*** Given information Section Begins ***

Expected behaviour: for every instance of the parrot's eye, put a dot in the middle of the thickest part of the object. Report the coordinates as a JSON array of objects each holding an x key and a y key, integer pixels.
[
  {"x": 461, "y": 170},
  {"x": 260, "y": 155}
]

*** Given information Section Ends ***

Type out all of the records again, exactly.

Expected behaviour: for every instance of the parrot's eye, put a dot in the middle of the thickest part of the object. Report the coordinates as a JSON array of objects each holding an x key and a y key, integer pixels.
[
  {"x": 461, "y": 170},
  {"x": 260, "y": 155}
]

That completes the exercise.